[Dataset entries]

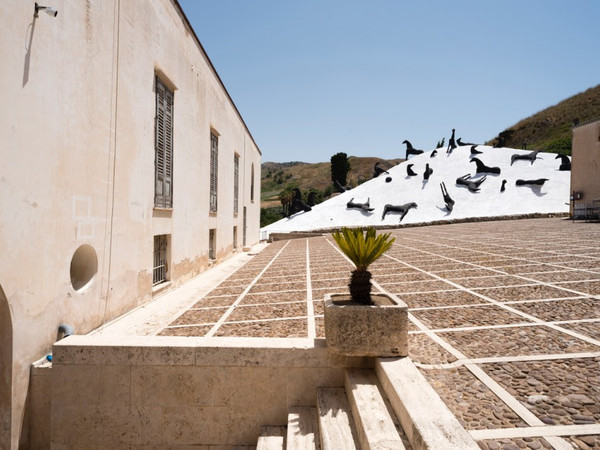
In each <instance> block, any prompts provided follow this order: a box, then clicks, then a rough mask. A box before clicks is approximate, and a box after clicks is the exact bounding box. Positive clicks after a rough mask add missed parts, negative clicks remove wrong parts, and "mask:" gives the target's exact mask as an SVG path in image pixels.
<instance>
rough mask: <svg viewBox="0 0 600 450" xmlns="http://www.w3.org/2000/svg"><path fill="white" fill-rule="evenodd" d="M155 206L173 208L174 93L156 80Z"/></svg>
mask: <svg viewBox="0 0 600 450" xmlns="http://www.w3.org/2000/svg"><path fill="white" fill-rule="evenodd" d="M154 128H155V139H154V147H155V149H154V151H155V157H154V206H156V207H157V208H172V207H173V91H171V90H169V88H167V87H166V86H165V85H164V84H163V83H162V82H161V81H160V79H159V78H156V119H155V125H154Z"/></svg>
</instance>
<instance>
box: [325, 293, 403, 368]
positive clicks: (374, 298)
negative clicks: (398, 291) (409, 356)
mask: <svg viewBox="0 0 600 450" xmlns="http://www.w3.org/2000/svg"><path fill="white" fill-rule="evenodd" d="M371 298H372V299H373V301H374V302H375V303H376V305H375V306H371V305H369V306H367V305H359V304H356V303H353V302H352V301H351V298H350V294H327V295H325V339H326V342H327V347H328V348H329V350H330V351H332V352H333V353H337V354H340V355H345V356H387V357H395V356H407V355H408V323H407V321H408V306H407V305H406V303H404V302H403V301H402V300H400V299H399V298H398V297H396V296H395V295H392V294H390V295H386V294H373V295H371Z"/></svg>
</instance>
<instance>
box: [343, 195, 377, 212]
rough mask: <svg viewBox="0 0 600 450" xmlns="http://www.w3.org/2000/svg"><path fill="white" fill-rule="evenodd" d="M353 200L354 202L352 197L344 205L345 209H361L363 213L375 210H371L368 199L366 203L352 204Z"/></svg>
mask: <svg viewBox="0 0 600 450" xmlns="http://www.w3.org/2000/svg"><path fill="white" fill-rule="evenodd" d="M353 200H354V197H352V198H351V199H350V201H349V202H348V203H346V208H356V209H362V210H363V211H367V212H371V211H373V210H374V209H375V208H371V205H370V202H369V200H370V198H368V199H367V202H366V203H354V202H353Z"/></svg>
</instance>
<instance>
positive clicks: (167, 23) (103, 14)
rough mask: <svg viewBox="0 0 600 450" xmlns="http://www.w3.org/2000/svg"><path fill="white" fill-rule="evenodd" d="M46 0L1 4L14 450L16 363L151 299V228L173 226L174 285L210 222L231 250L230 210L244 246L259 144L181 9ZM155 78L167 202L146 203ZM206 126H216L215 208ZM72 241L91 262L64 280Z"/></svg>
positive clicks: (6, 276)
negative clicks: (236, 170)
mask: <svg viewBox="0 0 600 450" xmlns="http://www.w3.org/2000/svg"><path fill="white" fill-rule="evenodd" d="M51 6H53V7H55V8H56V9H58V11H59V13H58V16H57V17H55V18H52V17H50V16H48V15H46V14H44V13H43V12H40V14H39V17H38V18H34V17H33V12H34V2H24V1H22V0H8V2H7V3H6V2H5V3H4V5H3V14H2V15H0V29H2V30H3V31H2V33H0V57H1V60H2V70H0V83H1V85H2V86H3V89H2V94H0V99H1V100H0V136H1V137H2V141H3V145H2V146H0V156H1V158H2V162H3V163H2V165H1V166H0V206H1V208H0V255H2V257H1V258H0V286H1V287H2V289H3V290H4V293H5V296H6V300H7V302H8V305H9V308H10V312H11V314H10V317H11V318H12V319H11V320H12V329H13V334H12V337H13V339H12V340H13V351H12V361H11V362H10V364H11V365H12V380H13V381H12V383H13V384H12V395H11V406H10V409H11V410H12V414H11V416H12V417H11V428H12V431H11V442H12V446H13V447H15V446H16V445H17V442H18V440H19V439H20V438H21V440H22V441H24V442H26V433H22V431H21V430H22V428H23V427H25V428H26V408H25V400H26V396H27V386H28V380H29V365H30V364H31V363H32V362H33V361H34V360H36V359H38V358H39V357H40V356H42V355H43V354H44V353H45V352H47V351H49V350H50V348H51V345H52V343H53V342H54V341H55V340H56V339H57V328H58V326H59V324H61V323H67V324H70V325H72V326H73V327H74V328H75V332H76V333H77V334H83V333H86V332H88V331H90V330H92V329H94V328H96V327H98V326H99V325H101V324H102V323H104V322H106V321H108V320H110V319H112V318H114V317H116V316H118V315H120V314H122V313H124V312H126V311H128V310H130V309H132V308H134V307H136V306H138V305H139V304H142V303H144V302H146V301H148V300H150V299H151V298H152V295H153V289H152V264H153V256H152V255H153V236H154V235H155V234H169V235H171V241H170V242H171V249H170V256H171V259H170V265H169V266H170V267H169V271H170V278H171V284H170V287H174V286H176V285H178V284H180V283H181V282H183V281H185V280H187V279H189V278H191V277H192V276H194V275H195V274H197V273H199V272H201V271H203V270H205V269H206V268H207V267H208V264H209V261H208V234H209V229H210V228H216V229H217V246H218V248H217V253H218V257H219V258H221V259H222V258H224V257H226V256H227V255H229V254H231V252H232V251H233V248H232V236H233V227H234V226H235V225H237V226H238V230H239V231H238V232H239V238H238V243H239V245H240V246H241V244H242V232H243V230H242V220H243V207H244V206H246V207H247V210H248V218H247V224H248V229H247V244H248V245H251V244H253V243H256V242H257V241H258V233H259V217H260V211H259V208H260V205H259V201H260V200H259V199H260V187H259V186H260V151H259V150H258V148H257V146H256V144H255V142H254V140H253V138H252V136H251V135H250V133H249V132H248V130H247V129H246V127H245V124H244V123H243V121H242V119H241V117H240V116H239V113H238V112H237V110H236V108H235V106H234V104H233V103H232V101H231V99H230V98H229V96H228V94H227V92H226V91H225V89H224V88H223V86H222V84H221V82H220V80H219V79H218V76H217V75H216V73H215V71H214V69H213V68H212V66H211V64H210V62H209V61H208V59H207V58H206V56H205V55H204V53H203V51H202V49H201V46H200V45H199V43H198V42H197V40H196V38H195V36H194V34H193V32H192V31H191V30H190V28H189V26H188V25H187V22H186V20H185V18H184V16H183V13H182V12H181V11H180V10H179V7H178V6H177V5H175V4H173V3H172V2H171V1H170V0H152V1H145V2H143V7H142V6H141V5H140V3H139V2H137V1H134V0H102V1H99V0H87V1H79V0H56V1H53V2H52V3H51ZM157 74H158V76H159V77H161V79H163V81H165V82H167V83H170V84H171V85H172V86H173V87H174V88H175V89H174V92H175V97H174V130H173V131H174V137H173V142H174V156H173V178H174V182H173V183H174V193H173V199H174V201H173V209H172V210H170V211H164V210H157V209H155V208H154V207H153V206H154V116H155V92H154V83H155V76H156V75H157ZM211 128H213V129H215V130H217V131H218V133H219V134H220V139H219V185H218V192H219V210H218V213H217V214H213V215H211V214H209V212H208V211H209V208H208V202H209V167H210V165H209V158H210V152H209V149H210V130H211ZM236 152H237V153H238V154H239V155H240V197H239V214H238V215H237V216H235V215H234V214H233V155H234V153H236ZM252 164H254V170H255V184H256V191H255V194H254V202H250V192H249V186H250V176H249V173H250V167H251V165H252ZM81 245H88V246H90V247H92V248H93V249H94V251H95V254H96V256H97V261H98V272H97V274H96V276H95V278H94V279H93V281H92V283H91V284H90V285H89V286H88V287H87V288H85V289H82V290H79V291H77V290H76V289H74V287H73V286H72V283H71V276H70V268H71V260H72V258H73V255H74V253H75V251H76V250H77V249H78V248H79V247H80V246H81ZM0 345H5V344H4V343H0ZM7 354H10V352H8V351H4V352H0V355H7ZM5 359H8V357H5ZM5 363H7V361H0V364H5ZM0 398H3V395H2V393H1V392H0Z"/></svg>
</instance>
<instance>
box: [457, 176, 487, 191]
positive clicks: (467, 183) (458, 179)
mask: <svg viewBox="0 0 600 450" xmlns="http://www.w3.org/2000/svg"><path fill="white" fill-rule="evenodd" d="M469 178H471V174H469V173H468V174H466V175H463V176H462V177H458V178H457V179H456V184H457V185H459V186H466V187H467V189H469V191H471V192H479V186H481V183H483V182H484V181H485V179H486V177H485V176H483V177H481V178H480V179H479V180H477V181H469Z"/></svg>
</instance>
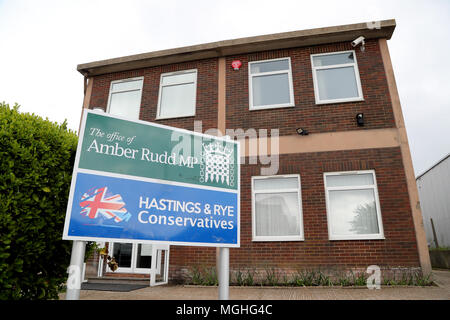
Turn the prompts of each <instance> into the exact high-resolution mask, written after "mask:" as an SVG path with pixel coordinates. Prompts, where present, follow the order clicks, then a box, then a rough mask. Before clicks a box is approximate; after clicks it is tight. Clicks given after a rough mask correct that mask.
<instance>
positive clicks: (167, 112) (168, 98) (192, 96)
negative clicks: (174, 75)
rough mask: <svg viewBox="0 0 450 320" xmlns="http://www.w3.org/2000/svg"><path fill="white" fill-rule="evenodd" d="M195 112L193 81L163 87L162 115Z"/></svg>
mask: <svg viewBox="0 0 450 320" xmlns="http://www.w3.org/2000/svg"><path fill="white" fill-rule="evenodd" d="M194 112H195V86H194V84H193V83H189V84H183V85H177V86H169V87H163V88H162V90H161V105H160V110H159V115H160V116H161V117H182V116H188V115H193V114H194Z"/></svg>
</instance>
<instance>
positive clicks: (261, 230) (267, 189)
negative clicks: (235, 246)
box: [252, 174, 304, 241]
mask: <svg viewBox="0 0 450 320" xmlns="http://www.w3.org/2000/svg"><path fill="white" fill-rule="evenodd" d="M301 203H302V202H301V192H300V175H298V174H297V175H278V176H261V177H252V229H253V241H293V240H294V241H295V240H303V239H304V236H303V219H302V205H301Z"/></svg>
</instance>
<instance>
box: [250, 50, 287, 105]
mask: <svg viewBox="0 0 450 320" xmlns="http://www.w3.org/2000/svg"><path fill="white" fill-rule="evenodd" d="M280 60H288V62H289V69H288V70H281V71H270V72H259V73H255V74H252V72H251V65H252V64H255V63H261V62H271V61H280ZM284 73H287V74H288V80H289V98H290V102H288V103H284V104H270V105H262V106H254V105H253V77H257V76H269V75H273V74H284ZM248 88H249V110H250V111H252V110H263V109H275V108H287V107H295V100H294V87H293V82H292V65H291V58H290V57H284V58H277V59H268V60H258V61H251V62H249V63H248Z"/></svg>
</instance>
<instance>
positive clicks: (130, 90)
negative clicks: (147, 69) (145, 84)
mask: <svg viewBox="0 0 450 320" xmlns="http://www.w3.org/2000/svg"><path fill="white" fill-rule="evenodd" d="M143 83H144V78H143V77H139V78H131V79H124V80H117V81H111V87H110V89H109V98H108V108H107V112H108V113H111V114H115V115H118V116H123V117H126V118H129V119H133V120H138V119H139V111H140V109H141V97H142V84H143Z"/></svg>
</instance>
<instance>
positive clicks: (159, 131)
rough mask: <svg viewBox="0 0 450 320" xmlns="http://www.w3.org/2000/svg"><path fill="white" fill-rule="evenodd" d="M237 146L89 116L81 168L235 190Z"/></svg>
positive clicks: (211, 136) (236, 158)
mask: <svg viewBox="0 0 450 320" xmlns="http://www.w3.org/2000/svg"><path fill="white" fill-rule="evenodd" d="M238 156H239V153H238V144H237V143H236V142H233V141H226V140H224V139H219V138H216V137H212V136H206V135H203V134H195V133H194V132H190V131H186V130H181V129H178V130H174V128H171V127H167V126H162V125H157V124H152V123H148V122H143V121H137V122H135V121H133V122H131V121H126V120H123V119H119V118H116V117H113V116H107V115H105V114H97V113H93V112H89V114H88V115H87V118H86V126H85V130H84V135H83V144H82V152H81V153H80V162H79V168H81V169H90V170H99V171H106V172H111V173H118V174H125V175H132V176H139V177H147V178H154V179H162V180H169V181H176V182H182V183H189V184H196V185H203V186H211V187H219V188H226V189H232V190H237V189H238V185H237V184H238V172H237V171H238V170H237V167H236V164H237V163H238V162H237V157H238Z"/></svg>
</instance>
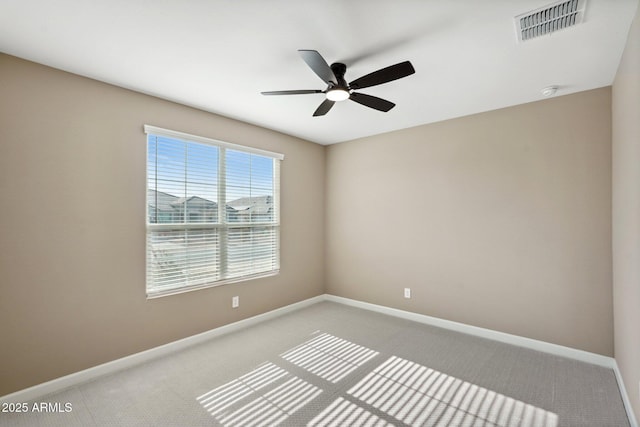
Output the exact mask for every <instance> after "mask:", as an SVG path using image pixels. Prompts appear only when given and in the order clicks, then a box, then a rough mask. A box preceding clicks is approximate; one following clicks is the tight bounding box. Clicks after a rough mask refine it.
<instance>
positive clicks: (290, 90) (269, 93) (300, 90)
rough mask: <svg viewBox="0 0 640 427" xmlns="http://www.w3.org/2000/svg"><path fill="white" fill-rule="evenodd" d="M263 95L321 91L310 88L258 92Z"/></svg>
mask: <svg viewBox="0 0 640 427" xmlns="http://www.w3.org/2000/svg"><path fill="white" fill-rule="evenodd" d="M260 93H261V94H263V95H305V94H308V93H322V91H321V90H320V89H310V90H271V91H268V92H260Z"/></svg>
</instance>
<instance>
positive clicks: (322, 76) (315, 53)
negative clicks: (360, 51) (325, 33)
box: [298, 49, 338, 84]
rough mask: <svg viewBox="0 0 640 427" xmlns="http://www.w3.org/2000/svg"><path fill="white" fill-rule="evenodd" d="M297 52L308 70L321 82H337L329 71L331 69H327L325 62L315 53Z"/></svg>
mask: <svg viewBox="0 0 640 427" xmlns="http://www.w3.org/2000/svg"><path fill="white" fill-rule="evenodd" d="M298 52H299V53H300V56H301V57H302V59H303V60H304V62H306V63H307V65H308V66H309V68H311V69H312V70H313V72H314V73H316V74H317V75H318V77H320V78H321V79H322V81H323V82H325V83H327V84H328V83H329V82H333V83H337V82H338V79H337V78H336V76H335V75H334V74H333V71H331V67H329V64H327V61H325V60H324V58H323V57H322V55H320V54H319V53H318V52H317V51H315V50H306V49H300V50H298Z"/></svg>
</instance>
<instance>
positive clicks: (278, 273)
mask: <svg viewBox="0 0 640 427" xmlns="http://www.w3.org/2000/svg"><path fill="white" fill-rule="evenodd" d="M144 133H145V134H147V135H149V134H152V135H155V136H161V137H168V138H172V139H178V140H182V141H186V142H199V143H204V144H209V145H213V146H216V147H219V148H220V150H221V157H222V158H223V157H224V151H225V150H226V149H231V150H237V151H242V152H245V153H251V154H256V155H261V156H267V157H271V158H273V159H276V160H284V154H281V153H276V152H272V151H267V150H262V149H259V148H254V147H248V146H245V145H239V144H233V143H230V142H225V141H220V140H216V139H213V138H207V137H203V136H198V135H193V134H189V133H185V132H179V131H174V130H170V129H164V128H160V127H157V126H151V125H144ZM148 162H149V159H148V158H147V159H146V162H145V165H148ZM220 165H221V171H222V172H224V167H225V163H224V162H221V163H220ZM279 170H280V168H279V167H277V168H276V171H277V172H276V173H277V179H276V180H275V185H276V186H277V189H276V191H275V192H274V206H275V208H276V209H277V210H278V215H277V218H278V221H277V222H275V223H274V222H264V223H263V222H249V223H245V222H242V223H239V222H238V223H235V222H234V223H231V224H201V223H191V224H190V223H186V224H181V225H180V227H179V228H180V229H199V228H201V229H205V228H207V229H210V228H220V229H224V230H228V229H230V228H246V227H248V226H251V227H257V226H261V225H262V226H269V227H273V228H274V229H278V230H279V229H280V212H279V211H280V171H279ZM223 177H224V173H220V174H219V175H218V179H219V185H218V188H219V189H220V190H221V191H222V192H223V193H224V191H225V190H226V185H225V184H224V183H222V184H221V185H220V182H221V180H222V179H223ZM145 187H146V190H147V191H145V206H146V208H145V218H148V217H149V212H148V203H146V194H147V193H148V189H149V186H148V179H147V180H145ZM218 207H219V209H221V210H222V212H219V216H218V217H219V218H222V216H220V215H224V214H225V212H224V204H223V203H220V204H218ZM146 221H147V220H146V219H145V222H146ZM175 229H176V224H149V223H148V222H147V224H146V230H147V232H148V231H150V230H155V231H161V230H175ZM278 233H279V231H278ZM145 241H146V238H145ZM276 243H277V248H276V251H277V253H278V258H280V255H279V254H280V238H278V239H277V240H276ZM220 249H221V251H226V249H227V248H226V246H225V245H222V246H221V248H220ZM145 252H146V249H145ZM222 258H223V259H224V258H226V257H224V256H223V257H222ZM145 259H146V255H145ZM145 262H146V261H145ZM279 273H280V269H279V268H278V269H275V270H271V271H267V272H261V273H256V274H253V275H246V276H242V277H233V278H229V279H223V280H217V281H215V282H212V283H207V284H203V285H192V286H184V287H181V288H176V289H170V290H166V291H157V292H154V293H152V294H149V293H148V292H147V299H155V298H161V297H165V296H170V295H177V294H182V293H185V292H191V291H195V290H200V289H207V288H211V287H216V286H222V285H226V284H230V283H237V282H244V281H247V280H253V279H259V278H264V277H270V276H275V275H277V274H279ZM145 275H146V268H145ZM145 282H146V279H145Z"/></svg>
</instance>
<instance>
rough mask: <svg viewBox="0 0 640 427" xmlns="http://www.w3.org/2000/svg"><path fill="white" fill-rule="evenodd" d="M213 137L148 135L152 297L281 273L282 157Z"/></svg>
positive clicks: (150, 254) (148, 224) (148, 210)
mask: <svg viewBox="0 0 640 427" xmlns="http://www.w3.org/2000/svg"><path fill="white" fill-rule="evenodd" d="M145 130H147V129H146V128H145ZM207 142H209V143H208V144H202V143H200V142H193V141H189V140H186V139H179V138H178V139H176V138H172V137H171V135H160V136H156V135H152V134H149V135H148V162H147V188H148V191H147V209H148V216H147V294H148V295H151V296H153V295H156V294H169V293H175V292H179V291H181V290H188V289H197V288H200V287H203V286H211V285H215V284H216V283H222V282H228V281H229V280H234V279H242V278H253V277H256V276H260V275H262V274H274V273H277V272H278V271H279V267H280V266H279V241H278V240H279V218H278V212H279V208H278V204H279V162H278V161H277V160H274V159H275V158H276V157H266V156H263V155H260V154H256V152H255V150H248V151H243V150H242V149H239V148H238V147H236V146H230V145H227V144H224V143H221V144H220V145H218V146H217V145H216V144H211V143H210V141H207ZM258 151H259V150H258ZM280 158H281V157H280ZM219 170H221V171H224V176H218V175H219ZM219 185H222V186H223V187H222V191H221V190H220V188H218V186H219ZM220 194H225V196H226V197H224V200H220V198H221V197H220ZM221 203H222V204H224V206H223V207H220V205H219V204H221ZM223 212H224V216H223V217H222V218H218V216H219V215H220V214H222V213H223Z"/></svg>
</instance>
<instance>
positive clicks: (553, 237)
mask: <svg viewBox="0 0 640 427" xmlns="http://www.w3.org/2000/svg"><path fill="white" fill-rule="evenodd" d="M610 99H611V98H610V88H603V89H598V90H593V91H588V92H582V93H579V94H574V95H567V96H561V97H556V98H552V99H549V100H544V101H540V102H536V103H531V104H526V105H521V106H517V107H512V108H507V109H503V110H498V111H492V112H488V113H483V114H478V115H474V116H469V117H464V118H460V119H455V120H449V121H445V122H440V123H436V124H430V125H425V126H420V127H416V128H411V129H406V130H402V131H397V132H392V133H388V134H384V135H378V136H374V137H368V138H364V139H361V140H356V141H352V142H347V143H343V144H337V145H333V146H330V147H329V148H328V151H327V175H326V176H327V185H326V197H327V211H326V230H327V238H326V245H327V246H326V252H325V254H326V255H325V256H326V265H327V273H326V288H327V292H328V293H331V294H335V295H339V296H343V297H348V298H354V299H358V300H363V301H367V302H371V303H375V304H382V305H386V306H390V307H394V308H399V309H404V310H409V311H413V312H417V313H423V314H427V315H430V316H435V317H439V318H443V319H449V320H453V321H458V322H463V323H467V324H471V325H475V326H480V327H485V328H489V329H493V330H498V331H503V332H507V333H511V334H516V335H521V336H524V337H530V338H534V339H538V340H543V341H547V342H551V343H556V344H561V345H565V346H569V347H574V348H578V349H583V350H587V351H591V352H595V353H600V354H603V355H607V356H611V355H612V354H613V313H612V295H611V274H612V273H611V123H610V119H611V104H610ZM404 287H409V288H411V290H412V298H411V299H403V288H404Z"/></svg>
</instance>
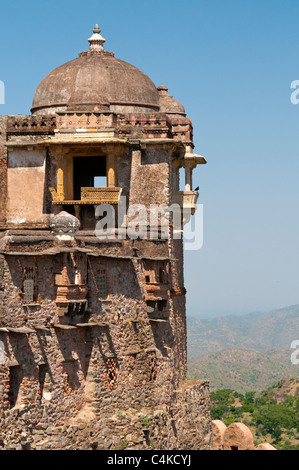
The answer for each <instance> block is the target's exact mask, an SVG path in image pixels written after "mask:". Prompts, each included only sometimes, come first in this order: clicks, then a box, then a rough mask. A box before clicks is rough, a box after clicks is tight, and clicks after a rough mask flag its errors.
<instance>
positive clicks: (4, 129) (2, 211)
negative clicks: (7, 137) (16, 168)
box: [0, 116, 7, 224]
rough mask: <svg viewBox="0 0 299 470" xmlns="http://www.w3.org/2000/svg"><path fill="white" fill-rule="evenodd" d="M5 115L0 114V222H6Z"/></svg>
mask: <svg viewBox="0 0 299 470" xmlns="http://www.w3.org/2000/svg"><path fill="white" fill-rule="evenodd" d="M6 125H7V116H0V201H1V204H0V224H4V223H5V222H6V201H7V150H6V147H5V143H6Z"/></svg>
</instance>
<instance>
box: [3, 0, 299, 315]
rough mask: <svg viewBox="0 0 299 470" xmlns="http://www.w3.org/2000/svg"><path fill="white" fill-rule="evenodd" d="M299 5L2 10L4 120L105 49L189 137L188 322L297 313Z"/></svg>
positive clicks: (230, 4)
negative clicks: (196, 164)
mask: <svg viewBox="0 0 299 470" xmlns="http://www.w3.org/2000/svg"><path fill="white" fill-rule="evenodd" d="M298 18H299V2H298V1H297V0H275V1H273V0H259V1H257V0H250V2H245V1H242V0H194V1H193V0H191V1H186V2H181V1H177V0H173V1H171V2H170V1H156V0H152V1H151V2H141V1H135V0H133V1H129V0H128V1H124V0H115V1H114V2H100V1H94V0H90V1H88V2H86V4H84V2H82V1H77V0H72V1H69V0H64V1H61V2H59V1H57V0H53V1H52V2H36V1H30V0H29V1H26V2H23V1H18V0H17V1H15V2H13V3H9V2H7V3H5V5H4V6H3V5H1V16H0V41H1V48H0V80H1V81H3V82H4V83H5V91H6V104H5V105H0V113H1V114H28V113H29V112H30V108H31V103H32V98H33V94H34V91H35V89H36V87H37V85H38V83H39V82H40V81H41V80H42V78H43V77H44V76H45V75H46V74H47V73H48V72H49V71H51V70H52V69H54V68H55V67H57V66H59V65H61V64H62V63H64V62H66V61H68V60H71V59H73V58H75V57H76V56H77V54H78V52H80V51H83V50H86V49H87V48H88V43H87V39H88V37H90V35H91V32H92V29H93V26H94V24H95V23H99V25H100V27H101V29H102V35H103V36H104V37H105V38H106V40H107V42H106V49H107V50H111V51H114V52H115V54H116V56H117V57H119V58H121V59H123V60H126V61H128V62H130V63H132V64H134V65H135V66H137V67H138V68H140V69H141V70H142V71H143V72H145V73H146V74H147V75H149V76H150V77H151V79H152V80H153V81H154V83H155V84H156V85H157V86H159V85H162V84H163V85H166V86H168V88H169V93H170V94H172V95H173V96H174V98H176V99H177V100H179V101H180V102H182V103H183V104H184V106H185V108H186V111H187V113H188V116H189V117H190V118H191V119H192V122H193V126H194V141H195V145H196V148H195V151H196V152H197V153H200V154H202V155H204V156H205V157H206V159H207V160H208V165H206V166H204V167H200V168H199V169H197V170H196V171H195V175H194V180H195V186H198V185H199V186H200V199H199V202H200V203H201V204H203V206H204V245H203V248H202V249H201V250H200V251H198V252H194V251H189V252H188V251H187V252H186V254H185V279H186V288H187V291H188V295H187V307H188V308H187V311H188V314H189V315H194V314H199V315H202V316H207V315H222V314H228V313H233V314H242V313H248V312H250V311H256V310H262V311H265V310H270V309H274V308H280V307H284V306H287V305H292V304H297V303H298V304H299V289H298V286H299V275H298V274H299V273H298V266H299V253H298V240H299V233H298V232H299V220H298V201H299V185H298V175H299V171H298V170H299V150H298V149H299V138H298V137H299V133H298V129H299V105H297V106H295V105H293V104H292V103H291V101H290V96H291V92H292V90H291V88H290V86H291V82H292V81H294V80H299V29H298Z"/></svg>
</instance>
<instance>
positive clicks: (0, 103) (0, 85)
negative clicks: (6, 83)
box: [0, 80, 5, 104]
mask: <svg viewBox="0 0 299 470" xmlns="http://www.w3.org/2000/svg"><path fill="white" fill-rule="evenodd" d="M0 104H5V85H4V82H2V81H1V80H0Z"/></svg>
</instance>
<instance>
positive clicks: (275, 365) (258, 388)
mask: <svg viewBox="0 0 299 470" xmlns="http://www.w3.org/2000/svg"><path fill="white" fill-rule="evenodd" d="M290 355H291V351H290V350H289V349H287V350H272V351H267V352H256V351H252V350H244V349H227V350H224V351H218V352H215V353H211V354H207V355H203V356H199V357H196V358H194V357H193V358H190V359H189V362H188V372H189V377H190V378H194V377H196V378H199V379H201V380H202V379H207V380H209V381H210V390H211V391H212V392H213V391H215V390H219V389H232V390H235V391H236V392H238V393H242V394H244V393H246V392H249V391H256V392H259V391H262V390H265V389H266V388H269V387H272V386H273V385H274V384H277V383H278V382H279V381H280V380H281V379H282V378H283V377H293V378H298V379H299V367H298V366H294V365H293V364H292V363H291V362H290Z"/></svg>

Exercise aim. In the data above, each line holding "given" is to be found and copied.

Response to the exercise.
Turn the prompts of each <instance> into the exact high-resolution mask, written after "mask:" as an SVG path with pixel coordinates. Prompts, where present, follow the order clicks, then a box, then a rough mask. Before clicks a box is approximate; after clicks it is tight. Clicks given after a rough mask correct that mask.
Output the exact mask for every <instance> after "mask:", as an SVG path using image pixels. Prompts appear only when given and in the order clicks, then a box, then a rough mask. A box preceding clicks is approximate; one following clicks is the tight bounding box. Clicks after a rough mask refine it.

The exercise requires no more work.